**** TEXT PASSAGE ****

2017 OPERATIONAL HIGHLIGHTS

  • The Viking program continues to deliver excellent capital efficiencies highlighted by our standard length and extended reach horizontal ("ERH") well productivity. To balance the high production growth rate, we continue to flatten our base declines by re-developing and expanding our existing waterfloods in Eagle Lake and Kerrobert. In Kerrobert, we have seen encouraging response from the 18 injector conversions done in 2017, of which 4 were horizontals, which added 2,200 barrels of water per day of targeted injection support. In Eagle Lake, 5 injector conversions coupled with significant optimization of the existing injectors has resulted in improving pressure support for our infill wells which are exhibiting lower declines and averaging 40,000 barrels of oil in their first year of production.

****

§ **TO BE DONE**
A. Answer these questions from the operational highlights:
(i) How many injector conversions were done in Kerrobert in 2017?
(ii) How many barrels of water per day of targeted injection support did those conversions add?
(iii) How many barrels of oil do the Eagle Lake infill wells average in their first year of production?
B. Please say whether each statement agrees with the operational highlights, answering yes or no and quoting the words that decide it:
(i) Eagle Lake had 5 injector conversions.
(ii) All of the Kerrobert injector conversions in 2017 were horizontals.
(iii) The existing waterfloods being re-developed are in Eagle Lake and Kerrobert.
The items after this point have no connection to the operational highlights.

**** STORED ROWS ****

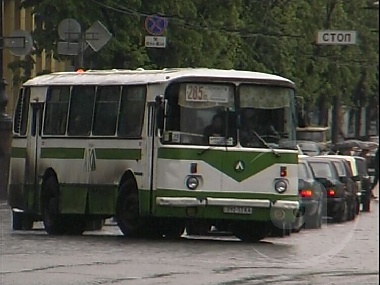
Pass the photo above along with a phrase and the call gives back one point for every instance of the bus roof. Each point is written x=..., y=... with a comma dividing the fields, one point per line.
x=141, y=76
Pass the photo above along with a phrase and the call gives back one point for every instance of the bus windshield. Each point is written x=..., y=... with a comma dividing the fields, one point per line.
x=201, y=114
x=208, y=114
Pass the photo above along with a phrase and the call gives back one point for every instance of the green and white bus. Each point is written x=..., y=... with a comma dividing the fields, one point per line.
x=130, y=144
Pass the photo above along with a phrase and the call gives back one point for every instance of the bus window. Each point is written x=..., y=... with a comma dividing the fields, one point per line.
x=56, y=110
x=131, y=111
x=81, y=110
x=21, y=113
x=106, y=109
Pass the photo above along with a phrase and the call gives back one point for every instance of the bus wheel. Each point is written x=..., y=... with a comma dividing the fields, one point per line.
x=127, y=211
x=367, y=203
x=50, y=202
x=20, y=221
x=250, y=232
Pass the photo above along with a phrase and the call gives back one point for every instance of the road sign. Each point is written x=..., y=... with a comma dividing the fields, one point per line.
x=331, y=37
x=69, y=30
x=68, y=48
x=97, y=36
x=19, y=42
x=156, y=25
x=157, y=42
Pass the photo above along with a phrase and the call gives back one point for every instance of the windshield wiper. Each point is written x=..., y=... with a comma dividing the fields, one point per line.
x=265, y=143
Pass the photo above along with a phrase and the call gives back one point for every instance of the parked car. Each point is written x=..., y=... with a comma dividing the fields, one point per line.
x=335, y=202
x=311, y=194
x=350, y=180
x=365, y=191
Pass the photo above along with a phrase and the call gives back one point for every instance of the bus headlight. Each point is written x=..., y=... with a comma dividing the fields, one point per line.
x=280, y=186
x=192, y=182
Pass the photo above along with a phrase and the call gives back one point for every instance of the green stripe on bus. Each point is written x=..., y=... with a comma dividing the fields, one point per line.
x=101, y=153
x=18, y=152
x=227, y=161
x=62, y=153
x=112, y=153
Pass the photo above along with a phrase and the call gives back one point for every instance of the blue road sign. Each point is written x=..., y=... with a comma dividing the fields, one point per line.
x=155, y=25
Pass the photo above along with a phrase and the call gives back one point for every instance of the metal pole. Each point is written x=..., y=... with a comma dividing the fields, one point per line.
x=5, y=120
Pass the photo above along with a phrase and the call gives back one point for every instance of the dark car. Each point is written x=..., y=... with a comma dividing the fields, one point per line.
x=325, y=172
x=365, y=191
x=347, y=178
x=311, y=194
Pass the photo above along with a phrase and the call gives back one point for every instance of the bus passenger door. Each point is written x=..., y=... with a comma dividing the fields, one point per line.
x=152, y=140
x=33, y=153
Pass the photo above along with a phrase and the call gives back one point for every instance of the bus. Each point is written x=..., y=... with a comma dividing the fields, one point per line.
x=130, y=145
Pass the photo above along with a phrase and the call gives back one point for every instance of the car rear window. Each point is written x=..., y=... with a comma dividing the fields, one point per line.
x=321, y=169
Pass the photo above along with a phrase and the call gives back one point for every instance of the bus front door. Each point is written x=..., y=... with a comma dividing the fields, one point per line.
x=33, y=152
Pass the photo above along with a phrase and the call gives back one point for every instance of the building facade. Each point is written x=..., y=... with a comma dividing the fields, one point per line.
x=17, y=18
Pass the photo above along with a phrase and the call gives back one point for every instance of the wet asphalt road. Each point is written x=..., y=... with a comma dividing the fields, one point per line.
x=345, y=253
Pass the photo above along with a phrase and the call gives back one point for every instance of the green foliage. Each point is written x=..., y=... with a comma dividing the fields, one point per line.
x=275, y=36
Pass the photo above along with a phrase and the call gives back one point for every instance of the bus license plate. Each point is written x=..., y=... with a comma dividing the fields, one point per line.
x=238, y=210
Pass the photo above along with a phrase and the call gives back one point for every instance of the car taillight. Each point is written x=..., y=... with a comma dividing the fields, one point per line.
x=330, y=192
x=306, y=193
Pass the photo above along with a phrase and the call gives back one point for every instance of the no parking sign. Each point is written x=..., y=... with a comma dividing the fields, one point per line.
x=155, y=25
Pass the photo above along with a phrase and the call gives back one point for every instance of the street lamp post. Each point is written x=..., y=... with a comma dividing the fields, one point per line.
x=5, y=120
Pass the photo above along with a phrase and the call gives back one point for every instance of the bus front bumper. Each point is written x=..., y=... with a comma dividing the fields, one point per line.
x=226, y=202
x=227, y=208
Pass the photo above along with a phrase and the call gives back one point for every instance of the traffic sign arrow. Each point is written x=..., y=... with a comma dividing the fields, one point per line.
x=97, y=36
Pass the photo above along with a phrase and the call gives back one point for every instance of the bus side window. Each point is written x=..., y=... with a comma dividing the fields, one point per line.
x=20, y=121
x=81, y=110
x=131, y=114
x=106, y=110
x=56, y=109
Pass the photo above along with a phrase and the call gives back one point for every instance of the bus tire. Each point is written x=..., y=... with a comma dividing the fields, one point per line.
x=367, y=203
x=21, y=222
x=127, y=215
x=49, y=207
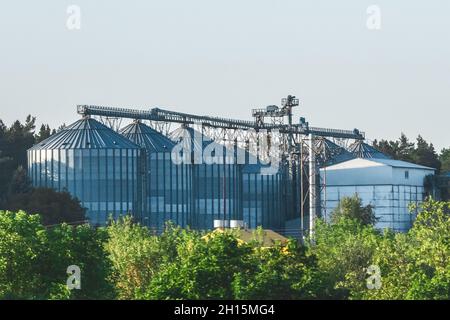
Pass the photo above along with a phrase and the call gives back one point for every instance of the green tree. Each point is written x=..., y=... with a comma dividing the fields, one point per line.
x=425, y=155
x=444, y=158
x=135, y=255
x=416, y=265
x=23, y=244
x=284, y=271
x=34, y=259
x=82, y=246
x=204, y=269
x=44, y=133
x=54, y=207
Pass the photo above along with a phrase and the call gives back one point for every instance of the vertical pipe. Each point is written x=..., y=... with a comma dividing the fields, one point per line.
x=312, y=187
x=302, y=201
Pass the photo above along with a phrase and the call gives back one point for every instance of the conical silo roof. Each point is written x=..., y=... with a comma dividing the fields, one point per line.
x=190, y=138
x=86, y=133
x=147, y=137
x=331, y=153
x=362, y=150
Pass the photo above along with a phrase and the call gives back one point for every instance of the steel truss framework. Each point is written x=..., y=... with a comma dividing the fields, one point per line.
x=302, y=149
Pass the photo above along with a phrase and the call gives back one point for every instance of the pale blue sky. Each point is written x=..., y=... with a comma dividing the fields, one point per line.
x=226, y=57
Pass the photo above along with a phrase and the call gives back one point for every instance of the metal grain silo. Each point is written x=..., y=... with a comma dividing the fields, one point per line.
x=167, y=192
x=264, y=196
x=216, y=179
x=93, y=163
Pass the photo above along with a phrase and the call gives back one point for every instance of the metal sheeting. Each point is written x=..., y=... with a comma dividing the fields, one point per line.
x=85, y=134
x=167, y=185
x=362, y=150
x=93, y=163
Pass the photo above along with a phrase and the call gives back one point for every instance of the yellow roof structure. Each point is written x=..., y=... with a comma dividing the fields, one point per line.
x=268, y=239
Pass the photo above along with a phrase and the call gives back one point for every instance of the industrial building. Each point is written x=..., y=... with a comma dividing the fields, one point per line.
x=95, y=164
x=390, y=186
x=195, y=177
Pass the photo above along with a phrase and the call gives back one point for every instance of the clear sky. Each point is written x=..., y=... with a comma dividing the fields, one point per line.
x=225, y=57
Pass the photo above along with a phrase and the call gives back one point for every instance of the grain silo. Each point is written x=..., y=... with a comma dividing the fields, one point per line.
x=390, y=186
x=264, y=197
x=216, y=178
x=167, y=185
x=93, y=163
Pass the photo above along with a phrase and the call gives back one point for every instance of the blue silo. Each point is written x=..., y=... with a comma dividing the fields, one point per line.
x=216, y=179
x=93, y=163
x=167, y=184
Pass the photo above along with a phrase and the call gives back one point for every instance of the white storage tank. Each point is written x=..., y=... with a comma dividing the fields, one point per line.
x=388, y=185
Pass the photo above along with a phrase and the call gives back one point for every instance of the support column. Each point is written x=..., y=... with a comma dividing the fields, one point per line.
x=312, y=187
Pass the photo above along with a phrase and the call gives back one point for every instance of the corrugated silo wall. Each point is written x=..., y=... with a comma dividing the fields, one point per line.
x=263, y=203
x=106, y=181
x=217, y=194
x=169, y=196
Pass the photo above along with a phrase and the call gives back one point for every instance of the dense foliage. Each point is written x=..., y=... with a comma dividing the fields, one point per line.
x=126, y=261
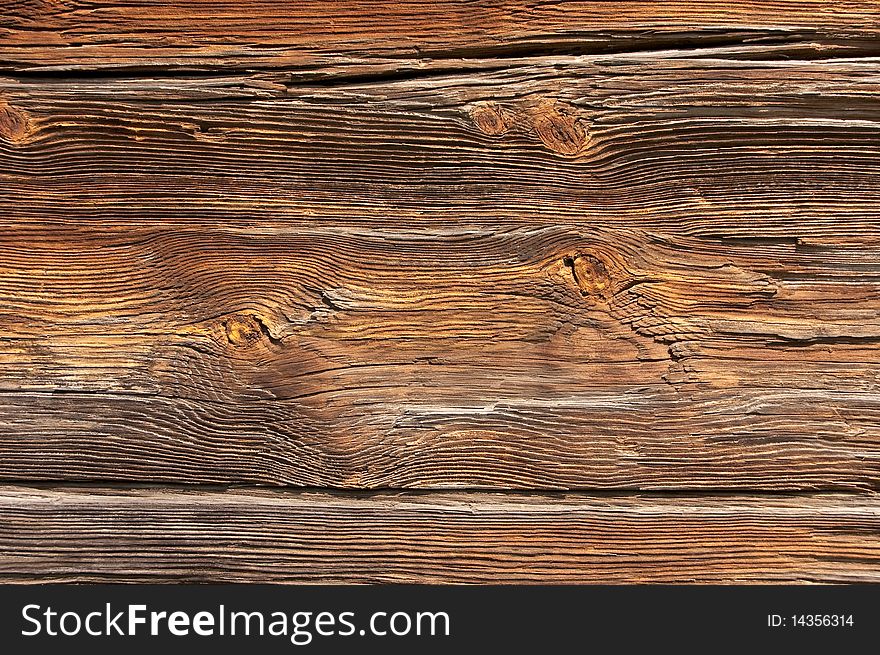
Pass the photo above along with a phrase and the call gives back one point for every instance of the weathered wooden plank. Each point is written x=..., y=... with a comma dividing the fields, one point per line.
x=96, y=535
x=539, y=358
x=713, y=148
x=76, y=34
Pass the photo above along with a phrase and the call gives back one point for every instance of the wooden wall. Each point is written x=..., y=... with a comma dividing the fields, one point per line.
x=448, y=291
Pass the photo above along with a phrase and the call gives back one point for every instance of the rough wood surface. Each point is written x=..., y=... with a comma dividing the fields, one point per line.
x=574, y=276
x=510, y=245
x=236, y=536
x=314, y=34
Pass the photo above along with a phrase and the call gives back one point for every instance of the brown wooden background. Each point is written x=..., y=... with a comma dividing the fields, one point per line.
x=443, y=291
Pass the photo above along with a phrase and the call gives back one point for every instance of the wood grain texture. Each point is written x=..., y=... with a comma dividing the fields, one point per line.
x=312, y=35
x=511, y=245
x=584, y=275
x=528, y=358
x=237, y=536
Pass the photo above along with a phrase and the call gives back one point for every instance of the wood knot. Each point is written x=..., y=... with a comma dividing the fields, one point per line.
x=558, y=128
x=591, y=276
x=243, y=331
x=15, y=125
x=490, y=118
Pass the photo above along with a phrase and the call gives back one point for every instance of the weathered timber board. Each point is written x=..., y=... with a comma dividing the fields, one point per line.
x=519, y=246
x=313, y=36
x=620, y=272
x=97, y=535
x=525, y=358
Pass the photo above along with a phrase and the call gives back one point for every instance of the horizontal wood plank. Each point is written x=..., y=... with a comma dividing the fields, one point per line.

****

§ **WORKED SOLUTIONS**
A.
(i) 18
(ii) 2,200
(iii) 40,000

B.
(i) Yes: "In Eagle Lake, 5 injector conversions coupled with significant optimization of the existing injectors"
(ii) No: "the 18 injector conversions done in 2017, of which 4 were horizontals"
(iii) Yes: "re-developing and expanding our existing waterfloods in Eagle Lake and Kerrobert"